*** Opening Source passage ***

Speculation over the accident during testing is increasing rather than abating as Alonso prepares to sit out this week’s season-opener in Australia on medical advice.
A report that Alonso, 33, thought it was 1995 and he was still in go-karting when he regained consciousness was dismissed as “nonsense” by his manager Flavio Briatore.
But Briatore said the circumstances of last month’s crash in Barcelona, which concussed Alonso and gave him at least temporary memory loss, were “very strange”.
“I saw footage, which Bernie Ecclestone sent me, where we see that the impact is not so hard,” Briatore told Sky Italia.
“(Ferrari’s Sebastian) Vettel is behind, he passes, and you see Fernando crashes without any apparent reason.
“We have to see if there is a steering problem. We have not had any information on that from McLaren.”
Questions over the incident will be prominent in Melbourne this week as McLaren fight the fall-out and hope their misfiring cars can reach the chequered flag.

*** Closing Source passage ***
*** Opening Recorded information ***

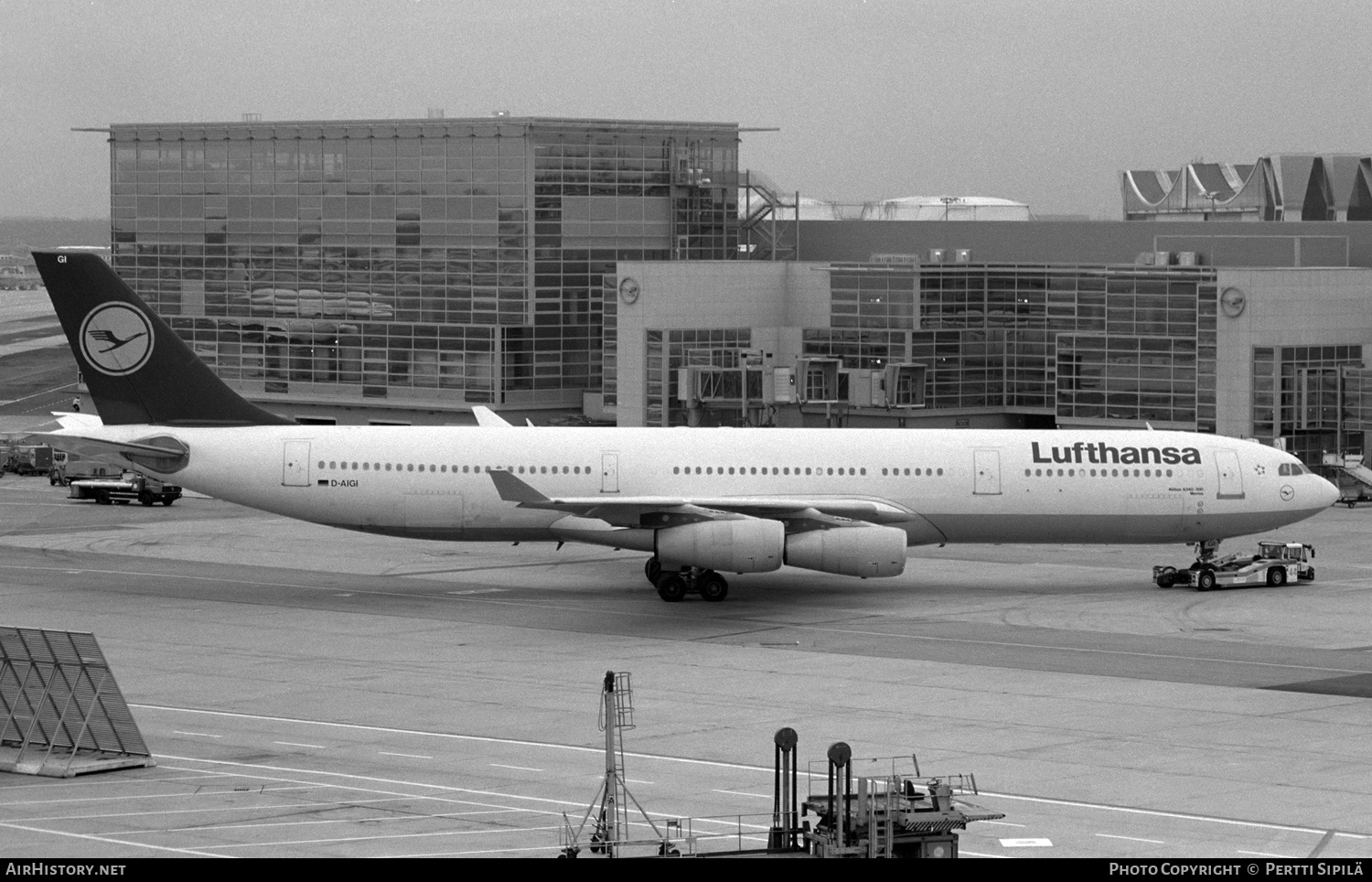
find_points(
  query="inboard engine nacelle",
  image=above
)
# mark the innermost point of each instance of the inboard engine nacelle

*** Closing Recorded information ***

■ Tasks and exercises:
A - Answer these from the Alonso crash article, one line each:
(i) How old is Alonso?
(ii) Who sent Briatore the footage of the crash?
(iii) In what city did the crash happen?
B - Duplicate the Alonso crash article from "Speculation over the" to "told Sky Italia.".

■ Problem solutions:
A -
(i) 33
(ii) Bernie Ecclestone
(iii) Barcelona

B -
Speculation over the accident during testing is increasing rather than abating as Alonso prepares to sit out this week’s season-opener in Australia on medical advice.
A report that Alonso, 33, thought it was 1995 and he was still in go-karting when he regained consciousness was dismissed as “nonsense” by his manager Flavio Briatore.
But Briatore said the circumstances of last month’s crash in Barcelona, which concussed Alonso and gave him at least temporary memory loss, were “very strange”.
“I saw footage, which Bernie Ecclestone sent me, where we see that the impact is not so hard,” Briatore told Sky Italia.